# Requirement:
From the entries below, return exactly the lines beginning at the one that contains "sample: <point>439,16</point>" and ending at the one that contains "sample: <point>409,252</point>", both of them included, and only those lines.

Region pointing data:
━━━

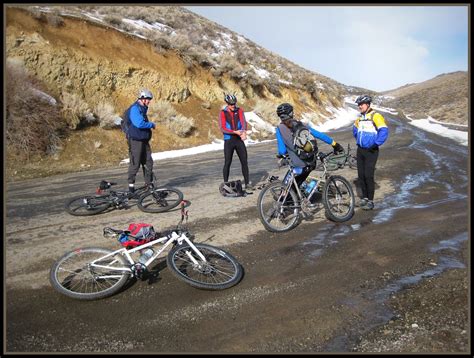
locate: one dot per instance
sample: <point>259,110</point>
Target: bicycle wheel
<point>338,199</point>
<point>88,205</point>
<point>352,162</point>
<point>73,274</point>
<point>160,200</point>
<point>220,270</point>
<point>276,215</point>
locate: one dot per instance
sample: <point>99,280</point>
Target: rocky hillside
<point>445,98</point>
<point>87,63</point>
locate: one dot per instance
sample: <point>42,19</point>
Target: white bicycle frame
<point>166,240</point>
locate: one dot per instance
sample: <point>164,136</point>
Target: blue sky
<point>375,47</point>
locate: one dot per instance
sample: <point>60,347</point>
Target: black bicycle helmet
<point>285,111</point>
<point>230,99</point>
<point>364,99</point>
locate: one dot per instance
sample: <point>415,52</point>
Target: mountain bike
<point>94,273</point>
<point>150,199</point>
<point>282,204</point>
<point>339,161</point>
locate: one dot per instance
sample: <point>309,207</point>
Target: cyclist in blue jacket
<point>138,136</point>
<point>370,132</point>
<point>300,157</point>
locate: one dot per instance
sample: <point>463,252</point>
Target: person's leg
<point>361,171</point>
<point>242,153</point>
<point>148,169</point>
<point>134,151</point>
<point>228,153</point>
<point>370,161</point>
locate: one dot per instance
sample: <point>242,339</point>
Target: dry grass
<point>76,111</point>
<point>33,124</point>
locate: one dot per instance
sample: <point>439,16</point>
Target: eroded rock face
<point>102,64</point>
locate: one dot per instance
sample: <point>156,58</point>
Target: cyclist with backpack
<point>298,141</point>
<point>370,132</point>
<point>138,128</point>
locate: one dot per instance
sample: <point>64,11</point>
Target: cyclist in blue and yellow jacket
<point>370,132</point>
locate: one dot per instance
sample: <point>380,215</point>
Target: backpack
<point>231,188</point>
<point>125,123</point>
<point>304,142</point>
<point>142,233</point>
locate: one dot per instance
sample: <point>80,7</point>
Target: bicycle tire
<point>72,276</point>
<point>269,210</point>
<point>154,202</point>
<point>220,271</point>
<point>352,162</point>
<point>91,204</point>
<point>338,199</point>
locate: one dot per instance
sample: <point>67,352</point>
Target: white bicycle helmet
<point>230,99</point>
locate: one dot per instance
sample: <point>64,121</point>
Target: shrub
<point>106,116</point>
<point>76,111</point>
<point>114,20</point>
<point>33,124</point>
<point>181,125</point>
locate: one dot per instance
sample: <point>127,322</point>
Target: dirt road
<point>369,284</point>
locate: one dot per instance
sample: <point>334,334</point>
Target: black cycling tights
<point>237,144</point>
<point>366,160</point>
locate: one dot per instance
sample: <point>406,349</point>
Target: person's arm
<point>324,137</point>
<point>138,120</point>
<point>355,128</point>
<point>327,139</point>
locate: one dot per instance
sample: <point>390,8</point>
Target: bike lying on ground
<point>282,204</point>
<point>93,273</point>
<point>150,199</point>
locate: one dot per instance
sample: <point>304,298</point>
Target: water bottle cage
<point>138,270</point>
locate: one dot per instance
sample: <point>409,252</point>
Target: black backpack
<point>232,188</point>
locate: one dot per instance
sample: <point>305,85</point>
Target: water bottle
<point>123,238</point>
<point>145,256</point>
<point>303,186</point>
<point>311,185</point>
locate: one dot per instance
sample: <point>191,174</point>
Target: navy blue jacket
<point>140,127</point>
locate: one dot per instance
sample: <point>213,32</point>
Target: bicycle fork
<point>189,254</point>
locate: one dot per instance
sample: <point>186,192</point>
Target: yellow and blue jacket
<point>370,129</point>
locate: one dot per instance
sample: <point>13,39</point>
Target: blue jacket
<point>140,127</point>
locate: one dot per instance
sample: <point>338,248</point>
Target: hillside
<point>91,66</point>
<point>445,98</point>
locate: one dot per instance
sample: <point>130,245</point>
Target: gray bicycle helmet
<point>230,99</point>
<point>145,94</point>
<point>364,99</point>
<point>285,111</point>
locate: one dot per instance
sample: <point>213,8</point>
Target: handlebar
<point>285,159</point>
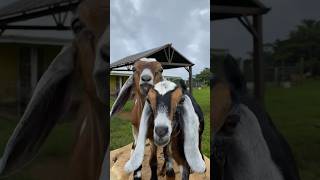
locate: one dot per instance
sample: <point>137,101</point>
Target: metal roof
<point>222,9</point>
<point>167,55</point>
<point>27,9</point>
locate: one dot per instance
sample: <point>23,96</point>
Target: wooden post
<point>258,59</point>
<point>33,68</point>
<point>190,79</point>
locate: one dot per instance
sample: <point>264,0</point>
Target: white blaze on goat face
<point>164,87</point>
<point>146,73</point>
<point>161,99</point>
<point>162,123</point>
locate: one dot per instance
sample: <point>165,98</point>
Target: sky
<point>139,25</point>
<point>284,16</point>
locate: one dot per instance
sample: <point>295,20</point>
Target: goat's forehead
<point>163,87</point>
<point>147,64</point>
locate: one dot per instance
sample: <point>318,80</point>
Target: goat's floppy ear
<point>49,101</point>
<point>136,158</point>
<point>191,127</point>
<point>123,96</point>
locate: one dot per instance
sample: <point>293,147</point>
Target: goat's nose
<point>161,131</point>
<point>146,78</point>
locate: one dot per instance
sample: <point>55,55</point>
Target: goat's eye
<point>181,100</point>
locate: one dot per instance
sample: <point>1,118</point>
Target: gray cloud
<point>283,17</point>
<point>138,25</point>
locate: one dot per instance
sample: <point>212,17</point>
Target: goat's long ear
<point>138,153</point>
<point>49,101</point>
<point>123,96</point>
<point>191,125</point>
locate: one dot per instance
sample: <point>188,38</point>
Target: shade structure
<point>167,55</point>
<point>22,10</point>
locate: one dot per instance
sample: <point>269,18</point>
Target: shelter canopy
<point>167,55</point>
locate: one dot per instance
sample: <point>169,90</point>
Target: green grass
<point>121,128</point>
<point>296,113</point>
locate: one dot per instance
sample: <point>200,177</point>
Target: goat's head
<point>165,100</point>
<point>51,97</point>
<point>169,104</point>
<point>146,73</point>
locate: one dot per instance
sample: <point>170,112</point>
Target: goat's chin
<point>161,142</point>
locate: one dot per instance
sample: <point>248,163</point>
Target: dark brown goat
<point>84,62</point>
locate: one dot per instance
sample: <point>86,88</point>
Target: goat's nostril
<point>146,78</point>
<point>161,131</point>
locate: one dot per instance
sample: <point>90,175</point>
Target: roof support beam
<point>258,60</point>
<point>244,11</point>
<point>248,25</point>
<point>22,27</point>
<point>44,12</point>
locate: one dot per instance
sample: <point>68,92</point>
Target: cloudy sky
<point>283,17</point>
<point>139,25</point>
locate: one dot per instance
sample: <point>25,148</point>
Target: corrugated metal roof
<point>158,53</point>
<point>23,6</point>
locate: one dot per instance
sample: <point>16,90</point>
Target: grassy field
<point>121,128</point>
<point>295,111</point>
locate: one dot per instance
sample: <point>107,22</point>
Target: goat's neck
<point>137,109</point>
<point>249,155</point>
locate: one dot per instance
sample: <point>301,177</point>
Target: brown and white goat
<point>83,62</point>
<point>147,72</point>
<point>171,117</point>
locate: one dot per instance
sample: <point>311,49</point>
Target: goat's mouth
<point>144,88</point>
<point>161,142</point>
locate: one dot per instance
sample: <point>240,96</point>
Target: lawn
<point>296,113</point>
<point>121,128</point>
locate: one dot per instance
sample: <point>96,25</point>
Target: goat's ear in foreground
<point>136,158</point>
<point>191,137</point>
<point>49,101</point>
<point>123,96</point>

━━━

# Response box:
sample: <point>439,16</point>
Target: eroded rock face
<point>102,64</point>
locate: one dot per instance
sample: <point>156,58</point>
Target: cyclist with backpack
<point>298,141</point>
<point>370,132</point>
<point>138,128</point>
locate: one dot per instance
sample: <point>64,11</point>
Target: cyclist in blue and yellow jacket
<point>370,132</point>
locate: one dot per instance
sample: <point>380,215</point>
Target: backpack
<point>231,188</point>
<point>125,123</point>
<point>304,142</point>
<point>142,233</point>
locate: one dot per instance
sample: <point>80,7</point>
Target: bicycle tire
<point>72,276</point>
<point>269,210</point>
<point>154,202</point>
<point>220,271</point>
<point>352,162</point>
<point>91,204</point>
<point>338,199</point>
locate: one dot per instance
sample: <point>67,352</point>
Target: white bicycle helmet
<point>230,99</point>
locate: one dot per instance
sample: <point>64,121</point>
Target: shrub
<point>106,116</point>
<point>76,111</point>
<point>114,20</point>
<point>33,124</point>
<point>181,125</point>
locate: one dot per instance
sample: <point>127,322</point>
Target: dirt road
<point>369,284</point>
locate: one dot per instance
sample: <point>334,334</point>
Target: black cycling tights
<point>237,144</point>
<point>366,160</point>
locate: one dot per instance
sample: <point>406,349</point>
Target: person's arm
<point>324,137</point>
<point>138,120</point>
<point>355,128</point>
<point>327,139</point>
locate: one dot per instance
sample: <point>390,8</point>
Target: bike lying on ground
<point>282,204</point>
<point>93,273</point>
<point>150,199</point>
locate: one dot per instance
sample: <point>304,298</point>
Target: water bottle cage
<point>138,270</point>
locate: one dot per instance
sample: <point>409,252</point>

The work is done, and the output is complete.